Arbeitsauftrag
Was ist laut dem Textausschnitt über „walking2nature“ für das Angebot nicht notwendig?

Textausschnitt

Es gehört zur Philosophie von „walking2nature“, mehr als Wandern und Gesundheitsübungen zu bieten. Besondere Plätze und Pfade, Historisches und Kulturelles gehören zum Rahmenprogramm. Hierbei stellen sich die beiden Vielfältigen ganz auf die Gruppe ein, individuell und authentisch. Ob es Firmengruppen sind, einzelne Abteilungen im Rahmen von Betriebsausflügen oder Maßnahmen des betrieblichen Gesundheitsmanagements, Teambuilding, aber auch private Gruppen für eine alternative Geburtstagsveranstaltung beispielsweise, eine aktive „Kennenlernwanderung“ oder viele weitere Anlässe. Das Angebot richtet sich insbesondere auch an externe Übernachtungsgäste in Saarbrücker Hotels, Kongress- und Workshop-Teilnehmer, als Rahmenprogramm für Meetings, an Gruppen bei Klassentreffen und Gäste von Hotel-Arrangements. „Unser Angebot wird dem Trend zur maximalen Zeiteffizienz und Nachhaltigkeit gerecht. Kein Bus, keine Logistik ist notwendig, stattdessen bringen wir die Besucher innerhalb des Radius vom Hotel oder dem Kongresszentrum direkt in die Natur.“
Wir verlassen den Hauptweg. Auf schmalen, natürlichen Waldpfaden „klettern“ wir nach unten, es folgt ein leichter Anstieg. Ohne Wanderführer wäre die Orientierung hier schwierig. Mitten im Wald stoppen wir erneut. Béatrice zeigt uns ganz anschaulich, wie sich Stress auf die Körperhaltung auswirkt und was wir dagegen tun können. Die Übungen sind nicht nur wirksam, sie machen auch Spaß. Alle machen engagiert mit. „Bewegung sorgt für die natürliche Entsäuerung des Körpers und gleicht dann die eine oder andere Ernährungssünde aus“, motiviert sie uns, als wir weitergehen. Dabei erfahren wir auch von den Ursachen des Waldbadens und den positiven Wirkungen, was in Japan wissenschaftlich nachgewiesen wurde.

Ausgewählte Zeilen
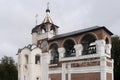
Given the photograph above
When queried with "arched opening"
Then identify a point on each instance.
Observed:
(54, 54)
(37, 59)
(26, 59)
(69, 48)
(89, 46)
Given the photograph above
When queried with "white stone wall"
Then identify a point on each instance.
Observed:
(30, 70)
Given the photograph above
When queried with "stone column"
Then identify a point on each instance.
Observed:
(78, 49)
(100, 47)
(61, 52)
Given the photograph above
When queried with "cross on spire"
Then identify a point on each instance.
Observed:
(48, 10)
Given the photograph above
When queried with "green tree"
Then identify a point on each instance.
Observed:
(8, 69)
(116, 56)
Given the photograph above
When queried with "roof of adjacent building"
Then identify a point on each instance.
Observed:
(80, 32)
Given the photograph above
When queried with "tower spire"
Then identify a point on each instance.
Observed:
(48, 10)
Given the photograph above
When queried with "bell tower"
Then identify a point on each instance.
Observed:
(44, 31)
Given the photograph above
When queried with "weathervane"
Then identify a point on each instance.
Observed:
(36, 16)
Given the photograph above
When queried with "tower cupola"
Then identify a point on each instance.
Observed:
(47, 28)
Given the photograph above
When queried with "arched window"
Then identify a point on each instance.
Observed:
(26, 59)
(54, 54)
(37, 59)
(88, 42)
(69, 48)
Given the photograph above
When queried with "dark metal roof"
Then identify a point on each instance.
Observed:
(80, 32)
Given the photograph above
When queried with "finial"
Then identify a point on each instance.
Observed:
(48, 10)
(36, 16)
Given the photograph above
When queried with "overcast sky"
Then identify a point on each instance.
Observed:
(17, 18)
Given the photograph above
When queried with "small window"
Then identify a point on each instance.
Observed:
(69, 48)
(37, 78)
(37, 59)
(54, 54)
(89, 46)
(26, 59)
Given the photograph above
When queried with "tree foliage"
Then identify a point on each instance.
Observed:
(116, 56)
(8, 69)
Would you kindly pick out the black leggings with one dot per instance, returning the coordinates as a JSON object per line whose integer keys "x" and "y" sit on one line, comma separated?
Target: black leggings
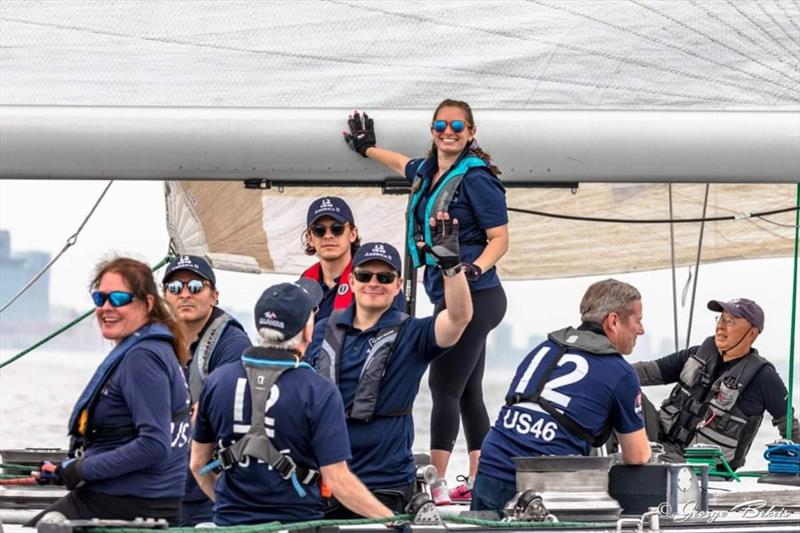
{"x": 82, "y": 503}
{"x": 456, "y": 376}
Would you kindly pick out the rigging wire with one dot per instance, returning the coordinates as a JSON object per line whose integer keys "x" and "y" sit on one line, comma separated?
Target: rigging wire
{"x": 778, "y": 223}
{"x": 789, "y": 396}
{"x": 70, "y": 242}
{"x": 697, "y": 268}
{"x": 672, "y": 259}
{"x": 669, "y": 220}
{"x": 691, "y": 52}
{"x": 625, "y": 59}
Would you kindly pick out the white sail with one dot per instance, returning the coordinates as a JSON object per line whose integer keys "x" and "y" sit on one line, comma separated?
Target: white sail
{"x": 582, "y": 92}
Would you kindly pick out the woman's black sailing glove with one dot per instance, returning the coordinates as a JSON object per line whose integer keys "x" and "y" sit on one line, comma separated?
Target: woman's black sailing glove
{"x": 444, "y": 236}
{"x": 361, "y": 135}
{"x": 67, "y": 473}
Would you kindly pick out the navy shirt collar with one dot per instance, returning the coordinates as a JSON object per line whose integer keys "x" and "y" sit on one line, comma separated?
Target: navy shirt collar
{"x": 390, "y": 317}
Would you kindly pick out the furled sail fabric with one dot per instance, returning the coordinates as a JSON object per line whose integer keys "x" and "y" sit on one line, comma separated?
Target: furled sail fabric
{"x": 255, "y": 230}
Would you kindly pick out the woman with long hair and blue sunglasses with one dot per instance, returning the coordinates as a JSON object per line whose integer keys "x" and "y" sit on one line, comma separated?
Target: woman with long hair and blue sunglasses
{"x": 459, "y": 177}
{"x": 129, "y": 430}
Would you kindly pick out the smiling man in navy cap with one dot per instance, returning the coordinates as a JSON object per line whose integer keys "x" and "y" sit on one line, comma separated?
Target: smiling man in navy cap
{"x": 270, "y": 428}
{"x": 377, "y": 356}
{"x": 723, "y": 387}
{"x": 331, "y": 235}
{"x": 216, "y": 338}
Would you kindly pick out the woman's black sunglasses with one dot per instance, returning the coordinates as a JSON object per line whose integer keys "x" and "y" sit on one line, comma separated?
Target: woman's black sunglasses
{"x": 319, "y": 230}
{"x": 384, "y": 278}
{"x": 115, "y": 298}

Lösung
Weder ein Bus noch Logistik ist notwendig.